DATA -

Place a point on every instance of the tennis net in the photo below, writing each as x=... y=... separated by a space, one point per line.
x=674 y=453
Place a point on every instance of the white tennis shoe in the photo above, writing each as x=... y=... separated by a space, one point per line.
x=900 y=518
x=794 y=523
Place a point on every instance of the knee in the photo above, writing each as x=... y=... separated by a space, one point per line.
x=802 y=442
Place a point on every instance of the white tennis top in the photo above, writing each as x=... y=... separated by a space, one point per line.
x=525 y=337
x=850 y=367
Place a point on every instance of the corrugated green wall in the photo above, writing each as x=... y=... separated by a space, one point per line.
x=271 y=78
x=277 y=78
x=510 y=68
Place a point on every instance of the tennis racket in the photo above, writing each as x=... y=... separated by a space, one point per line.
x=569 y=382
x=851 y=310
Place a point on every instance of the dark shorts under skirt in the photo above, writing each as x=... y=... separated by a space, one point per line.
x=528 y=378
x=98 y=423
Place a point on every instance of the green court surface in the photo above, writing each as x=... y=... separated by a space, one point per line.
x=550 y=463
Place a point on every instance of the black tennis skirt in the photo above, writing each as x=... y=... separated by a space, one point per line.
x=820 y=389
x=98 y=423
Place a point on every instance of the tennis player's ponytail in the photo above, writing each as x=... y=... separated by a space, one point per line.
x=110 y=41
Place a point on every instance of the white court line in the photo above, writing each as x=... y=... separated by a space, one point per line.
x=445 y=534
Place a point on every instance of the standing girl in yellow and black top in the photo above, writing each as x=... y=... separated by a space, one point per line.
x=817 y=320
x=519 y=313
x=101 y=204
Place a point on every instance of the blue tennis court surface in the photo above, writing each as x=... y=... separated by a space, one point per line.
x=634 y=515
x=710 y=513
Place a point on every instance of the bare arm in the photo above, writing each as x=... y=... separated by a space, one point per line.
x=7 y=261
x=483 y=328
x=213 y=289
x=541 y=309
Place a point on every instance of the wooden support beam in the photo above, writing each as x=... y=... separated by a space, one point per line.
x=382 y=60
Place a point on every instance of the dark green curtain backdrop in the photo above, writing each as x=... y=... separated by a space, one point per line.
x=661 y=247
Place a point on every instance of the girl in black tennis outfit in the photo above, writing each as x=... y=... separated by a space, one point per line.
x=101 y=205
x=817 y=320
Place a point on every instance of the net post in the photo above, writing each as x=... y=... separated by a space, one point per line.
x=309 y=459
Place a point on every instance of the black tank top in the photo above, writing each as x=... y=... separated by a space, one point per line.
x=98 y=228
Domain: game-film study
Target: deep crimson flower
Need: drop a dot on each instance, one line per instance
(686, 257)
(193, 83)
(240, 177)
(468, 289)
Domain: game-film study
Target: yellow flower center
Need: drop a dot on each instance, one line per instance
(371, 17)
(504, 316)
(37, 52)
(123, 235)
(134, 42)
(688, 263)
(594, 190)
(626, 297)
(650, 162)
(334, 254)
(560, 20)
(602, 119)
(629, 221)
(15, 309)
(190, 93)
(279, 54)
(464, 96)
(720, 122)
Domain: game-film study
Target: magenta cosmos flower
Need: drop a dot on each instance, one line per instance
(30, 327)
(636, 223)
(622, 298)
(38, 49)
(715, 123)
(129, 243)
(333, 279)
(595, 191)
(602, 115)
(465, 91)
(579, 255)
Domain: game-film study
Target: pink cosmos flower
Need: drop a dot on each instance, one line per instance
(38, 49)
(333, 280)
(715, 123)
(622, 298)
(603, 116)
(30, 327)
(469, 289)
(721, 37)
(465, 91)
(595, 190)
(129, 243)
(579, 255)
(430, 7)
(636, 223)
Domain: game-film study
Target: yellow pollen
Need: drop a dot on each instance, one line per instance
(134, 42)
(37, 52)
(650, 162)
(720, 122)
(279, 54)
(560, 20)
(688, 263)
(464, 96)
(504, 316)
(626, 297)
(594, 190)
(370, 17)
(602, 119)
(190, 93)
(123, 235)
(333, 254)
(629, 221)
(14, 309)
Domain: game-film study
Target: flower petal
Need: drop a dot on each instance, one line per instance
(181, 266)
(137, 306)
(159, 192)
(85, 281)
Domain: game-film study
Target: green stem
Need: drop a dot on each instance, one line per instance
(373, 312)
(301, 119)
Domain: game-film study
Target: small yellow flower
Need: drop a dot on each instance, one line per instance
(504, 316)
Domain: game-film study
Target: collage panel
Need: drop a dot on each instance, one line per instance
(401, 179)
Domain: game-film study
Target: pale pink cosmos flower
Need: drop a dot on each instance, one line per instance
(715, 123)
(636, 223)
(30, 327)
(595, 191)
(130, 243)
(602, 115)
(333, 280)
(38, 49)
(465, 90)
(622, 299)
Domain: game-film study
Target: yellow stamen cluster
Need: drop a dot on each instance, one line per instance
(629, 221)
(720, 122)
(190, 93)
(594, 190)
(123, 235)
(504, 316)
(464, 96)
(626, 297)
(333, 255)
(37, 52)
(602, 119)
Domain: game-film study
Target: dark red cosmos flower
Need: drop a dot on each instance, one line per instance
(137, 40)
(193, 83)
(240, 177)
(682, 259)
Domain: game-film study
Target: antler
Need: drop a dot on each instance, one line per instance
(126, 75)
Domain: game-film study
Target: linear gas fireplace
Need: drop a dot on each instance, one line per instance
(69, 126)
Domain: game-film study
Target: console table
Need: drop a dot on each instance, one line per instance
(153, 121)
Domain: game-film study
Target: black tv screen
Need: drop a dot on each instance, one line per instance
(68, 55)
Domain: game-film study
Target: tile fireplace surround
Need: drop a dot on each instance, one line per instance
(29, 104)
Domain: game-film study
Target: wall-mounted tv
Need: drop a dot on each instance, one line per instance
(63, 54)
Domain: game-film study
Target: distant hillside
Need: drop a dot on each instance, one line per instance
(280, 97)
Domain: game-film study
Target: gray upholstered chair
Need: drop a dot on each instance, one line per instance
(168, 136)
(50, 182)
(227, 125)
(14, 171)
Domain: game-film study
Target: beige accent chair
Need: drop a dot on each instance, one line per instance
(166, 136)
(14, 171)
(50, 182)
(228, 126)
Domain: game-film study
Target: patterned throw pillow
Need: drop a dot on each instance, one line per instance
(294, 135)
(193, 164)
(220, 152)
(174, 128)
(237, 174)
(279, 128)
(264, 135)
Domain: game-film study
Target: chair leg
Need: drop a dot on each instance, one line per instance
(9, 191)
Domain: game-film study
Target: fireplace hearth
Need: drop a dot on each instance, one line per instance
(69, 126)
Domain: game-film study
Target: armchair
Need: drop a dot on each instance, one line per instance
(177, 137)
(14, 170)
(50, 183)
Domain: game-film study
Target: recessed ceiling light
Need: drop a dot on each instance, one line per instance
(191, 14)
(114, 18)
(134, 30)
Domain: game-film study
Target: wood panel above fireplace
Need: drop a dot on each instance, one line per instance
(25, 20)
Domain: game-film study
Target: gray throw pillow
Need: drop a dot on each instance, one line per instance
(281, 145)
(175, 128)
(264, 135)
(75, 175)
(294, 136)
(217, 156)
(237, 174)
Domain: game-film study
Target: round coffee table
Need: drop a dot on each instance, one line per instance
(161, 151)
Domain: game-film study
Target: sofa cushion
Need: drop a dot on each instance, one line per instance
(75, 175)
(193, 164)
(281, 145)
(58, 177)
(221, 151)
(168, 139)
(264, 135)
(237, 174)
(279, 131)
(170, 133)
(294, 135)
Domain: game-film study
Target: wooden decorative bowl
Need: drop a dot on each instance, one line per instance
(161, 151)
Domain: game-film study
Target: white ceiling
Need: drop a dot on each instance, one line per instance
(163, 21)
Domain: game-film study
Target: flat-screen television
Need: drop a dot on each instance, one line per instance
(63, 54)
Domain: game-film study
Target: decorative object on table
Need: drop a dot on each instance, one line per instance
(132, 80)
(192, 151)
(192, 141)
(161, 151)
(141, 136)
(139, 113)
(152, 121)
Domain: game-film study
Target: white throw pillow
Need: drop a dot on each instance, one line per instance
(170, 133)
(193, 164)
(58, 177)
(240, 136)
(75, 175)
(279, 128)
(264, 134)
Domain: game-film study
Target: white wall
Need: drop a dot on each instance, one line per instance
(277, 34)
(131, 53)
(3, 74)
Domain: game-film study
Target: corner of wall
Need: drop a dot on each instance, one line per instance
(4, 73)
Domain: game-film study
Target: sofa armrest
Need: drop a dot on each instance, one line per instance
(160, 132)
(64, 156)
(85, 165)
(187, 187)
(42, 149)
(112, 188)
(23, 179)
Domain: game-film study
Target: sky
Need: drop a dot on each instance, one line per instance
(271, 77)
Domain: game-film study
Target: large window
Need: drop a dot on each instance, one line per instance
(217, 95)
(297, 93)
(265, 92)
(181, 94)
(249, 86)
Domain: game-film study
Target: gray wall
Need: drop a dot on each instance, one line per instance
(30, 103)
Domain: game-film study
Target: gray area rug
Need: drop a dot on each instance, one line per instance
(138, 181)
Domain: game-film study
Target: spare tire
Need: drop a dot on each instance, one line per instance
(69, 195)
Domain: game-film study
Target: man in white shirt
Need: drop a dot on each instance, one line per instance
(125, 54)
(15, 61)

WHAT TO WORK ON - Your answer should be the lines from the one containing "Target: decorative object on table" through the end of the records, both included, output exactly and with nothing added.

TASK ANSWER -
Target: decorative object on table
Need: drop a dot on each instance, one line per instance
(132, 80)
(192, 151)
(192, 141)
(161, 151)
(141, 136)
(139, 113)
(152, 121)
Domain: game-film study
Target: white throw pillow
Need: drop a dot on each instance, one line per instance
(170, 133)
(193, 164)
(58, 177)
(240, 136)
(75, 175)
(279, 128)
(264, 134)
Domain: game-film study
Target: white wall
Need: drop a dot on each instance, one line per instance
(277, 34)
(131, 53)
(3, 74)
Domain: game-film study
Target: corner of wall
Need: drop a dot on each instance, one line per instance
(4, 73)
Domain: game-film study
Target: sofa armrest
Need: drop a dot on each instance, one line per instance
(160, 132)
(64, 156)
(85, 165)
(187, 187)
(42, 149)
(112, 188)
(23, 179)
Domain: game-film study
Target: sky
Need: drop a dot on each instance, one line per instance
(271, 77)
Domain: game-film study
Target: large window
Need: drop a dot on each instance, one line per instance
(217, 95)
(297, 93)
(265, 92)
(181, 94)
(249, 86)
Domain: game-film study
Target: gray wall
Need: drop a dot on each instance, one line per instance
(30, 103)
Domain: game-film study
Target: gray area rug
Need: drop a dot on each instance, one line per instance
(138, 181)
Domain: game-film study
Target: spare tire
Need: drop a dot on each instance, one line per instance
(69, 195)
Domain: game-film study
Target: man in white shirt
Need: drop a dot on each instance, one line per instance
(125, 54)
(15, 61)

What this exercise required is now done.